▸ **WRITTEN REQUEST A**
In the exponential disk text, list every function symbol that appears inside the square brackets of the formula for the potential in the equatorial plane.

▸ **TEXT TO READ**
◆ ◆ ◆ ◆ ◆ ◆ ◆

For an exponential disk with density profile \(\Sigma(R, z) = \Sigma_0 e^{-R/R_d} \delta(z)\), the potential in the equatorial plane is

\[ \Phi(R, 0) = -\pi G \Sigma_0 R \left[ I_0\left(\frac{R}{2 R_d}\right) K_1\left(\frac{R}{2 R_d}\right) - I_1\left(\frac{R}{2 R_d}\right) K_0\left(\frac{R}{2 R_d}\right) \right]. \]

The potential energy is

\[ W = -\frac{1}{2} \int d^3\mathbf{x} \, \rho(\mathbf{x}) \Phi(\mathbf{x}) = \pi \int_0^\infty dR \, R \, \Sigma(R) \Phi(R, 0) \approx -11.6274 \, G \Sigma_0^2 R_d^3. \]
>>> from galactic_dynamics_bt.chapter02.exponential_disk import potential_energy
>>> potential_energy()

◆ ◆ ◆ ◆ ◆ ◆ ◆

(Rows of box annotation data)

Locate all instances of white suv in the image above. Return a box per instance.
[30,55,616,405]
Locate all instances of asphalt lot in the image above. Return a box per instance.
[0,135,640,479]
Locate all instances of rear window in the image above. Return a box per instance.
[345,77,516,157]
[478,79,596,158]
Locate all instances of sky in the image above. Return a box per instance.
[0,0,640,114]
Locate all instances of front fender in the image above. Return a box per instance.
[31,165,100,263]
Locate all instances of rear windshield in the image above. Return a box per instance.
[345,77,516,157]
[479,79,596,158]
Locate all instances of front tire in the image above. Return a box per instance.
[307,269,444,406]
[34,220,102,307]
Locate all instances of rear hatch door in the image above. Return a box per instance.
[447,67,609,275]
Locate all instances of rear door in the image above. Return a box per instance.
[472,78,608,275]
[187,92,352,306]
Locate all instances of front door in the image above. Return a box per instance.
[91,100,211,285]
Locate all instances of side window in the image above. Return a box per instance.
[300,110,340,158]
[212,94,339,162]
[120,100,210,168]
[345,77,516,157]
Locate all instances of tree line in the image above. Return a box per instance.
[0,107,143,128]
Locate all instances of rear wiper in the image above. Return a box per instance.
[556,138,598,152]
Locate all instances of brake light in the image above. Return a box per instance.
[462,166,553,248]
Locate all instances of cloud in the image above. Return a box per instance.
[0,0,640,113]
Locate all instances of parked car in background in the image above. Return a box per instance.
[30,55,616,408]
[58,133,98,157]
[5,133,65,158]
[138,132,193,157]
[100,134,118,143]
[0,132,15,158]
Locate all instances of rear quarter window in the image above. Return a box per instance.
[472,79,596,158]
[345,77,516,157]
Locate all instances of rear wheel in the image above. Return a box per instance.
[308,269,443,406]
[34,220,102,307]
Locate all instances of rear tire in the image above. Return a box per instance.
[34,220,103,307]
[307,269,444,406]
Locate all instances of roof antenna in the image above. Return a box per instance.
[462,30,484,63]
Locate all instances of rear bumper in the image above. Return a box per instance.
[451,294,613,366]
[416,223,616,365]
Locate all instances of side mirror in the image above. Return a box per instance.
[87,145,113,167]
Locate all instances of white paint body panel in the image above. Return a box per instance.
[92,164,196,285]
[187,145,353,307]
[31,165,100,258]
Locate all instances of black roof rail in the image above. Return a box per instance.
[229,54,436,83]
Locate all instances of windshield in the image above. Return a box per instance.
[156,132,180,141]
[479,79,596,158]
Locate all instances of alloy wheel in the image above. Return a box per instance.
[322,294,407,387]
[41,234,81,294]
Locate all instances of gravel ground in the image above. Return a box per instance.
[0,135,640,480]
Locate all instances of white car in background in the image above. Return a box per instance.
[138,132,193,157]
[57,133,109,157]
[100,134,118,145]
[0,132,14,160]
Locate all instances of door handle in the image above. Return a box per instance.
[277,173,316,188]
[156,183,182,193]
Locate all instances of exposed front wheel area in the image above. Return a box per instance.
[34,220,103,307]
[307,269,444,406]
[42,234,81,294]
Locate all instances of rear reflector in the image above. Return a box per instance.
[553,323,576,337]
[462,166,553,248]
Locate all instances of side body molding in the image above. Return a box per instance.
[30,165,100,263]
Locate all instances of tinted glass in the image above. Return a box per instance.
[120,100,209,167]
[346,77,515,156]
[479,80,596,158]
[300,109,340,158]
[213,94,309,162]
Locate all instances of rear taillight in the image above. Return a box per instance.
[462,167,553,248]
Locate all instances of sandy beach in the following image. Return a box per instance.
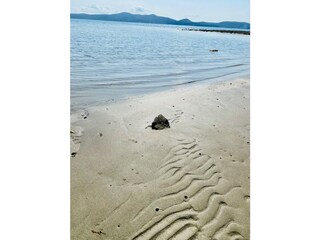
[70,78,250,240]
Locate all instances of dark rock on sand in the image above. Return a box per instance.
[151,114,170,130]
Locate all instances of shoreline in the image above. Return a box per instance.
[71,78,250,240]
[181,28,250,35]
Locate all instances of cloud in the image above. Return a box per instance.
[80,4,110,13]
[131,6,149,13]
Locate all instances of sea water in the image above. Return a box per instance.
[70,19,250,110]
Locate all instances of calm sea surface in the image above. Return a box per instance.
[71,19,250,110]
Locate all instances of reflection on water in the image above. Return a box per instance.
[71,19,250,109]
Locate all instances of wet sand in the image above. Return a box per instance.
[70,79,250,240]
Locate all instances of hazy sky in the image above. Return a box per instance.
[70,0,250,22]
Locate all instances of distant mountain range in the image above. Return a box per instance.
[70,12,250,29]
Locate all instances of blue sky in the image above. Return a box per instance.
[70,0,250,22]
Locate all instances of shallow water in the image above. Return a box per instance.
[71,19,250,110]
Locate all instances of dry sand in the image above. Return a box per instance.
[71,79,250,240]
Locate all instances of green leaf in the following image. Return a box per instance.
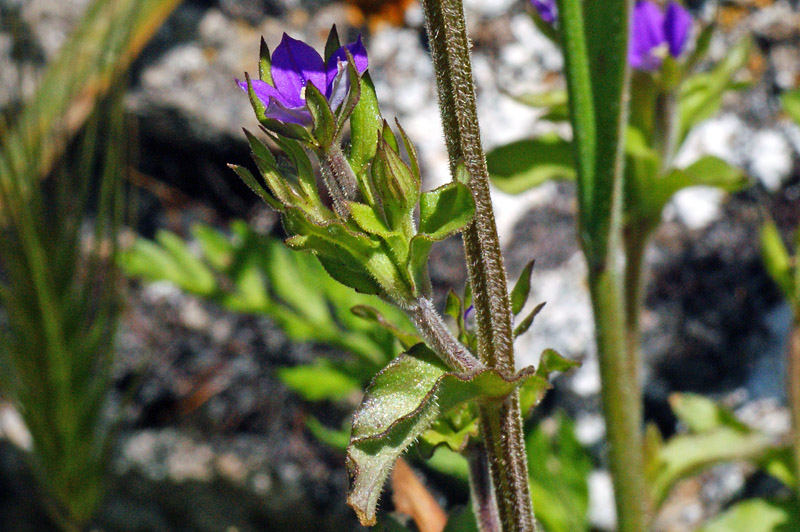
[669,393,750,432]
[192,224,234,270]
[347,344,540,525]
[678,37,752,145]
[348,73,383,181]
[486,133,575,194]
[277,359,361,401]
[648,427,771,507]
[419,405,479,458]
[419,182,475,241]
[514,301,546,338]
[525,414,592,532]
[761,220,796,300]
[698,499,800,532]
[350,305,422,349]
[511,260,536,316]
[781,89,800,124]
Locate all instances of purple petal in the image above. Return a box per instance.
[271,33,326,107]
[236,79,311,125]
[326,35,369,93]
[628,0,666,70]
[664,2,692,57]
[531,0,558,24]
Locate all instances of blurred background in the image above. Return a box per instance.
[0,0,800,532]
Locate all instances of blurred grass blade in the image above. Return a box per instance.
[0,0,180,198]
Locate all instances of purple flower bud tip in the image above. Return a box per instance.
[628,0,692,70]
[236,33,369,125]
[531,0,558,24]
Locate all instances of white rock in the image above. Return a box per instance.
[749,129,793,192]
[589,470,617,530]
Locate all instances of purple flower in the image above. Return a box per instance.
[531,0,558,24]
[628,0,692,70]
[236,33,369,125]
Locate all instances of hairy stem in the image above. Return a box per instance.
[423,0,536,532]
[623,228,647,383]
[787,318,800,504]
[319,142,358,218]
[589,270,649,532]
[407,297,485,373]
[465,442,503,532]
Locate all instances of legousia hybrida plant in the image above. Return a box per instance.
[232,0,641,532]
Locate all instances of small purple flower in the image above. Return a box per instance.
[531,0,558,24]
[236,33,369,125]
[628,0,692,70]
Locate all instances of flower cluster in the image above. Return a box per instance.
[236,33,369,125]
[531,0,692,71]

◆ ◆ ◆ ◆ ◆ ◆ ◆

▸ **WRITTEN REQUEST B**
Reproduce the part of the records that runs from the start of the records through the line containing "[478,79,596,158]", including both ends.

▸ **REPLY A**
I_0, K_1, I_1, K_0

▸ **REPLY B**
Locate all instances of white suv in the image above. Return a box per instance.
[30,55,616,405]
Locate all instances of asphalt lot in the image above. Return a box per instance.
[0,135,640,479]
Locate all instances of rear window in the image above. Return a box per instance.
[345,77,516,157]
[478,79,596,158]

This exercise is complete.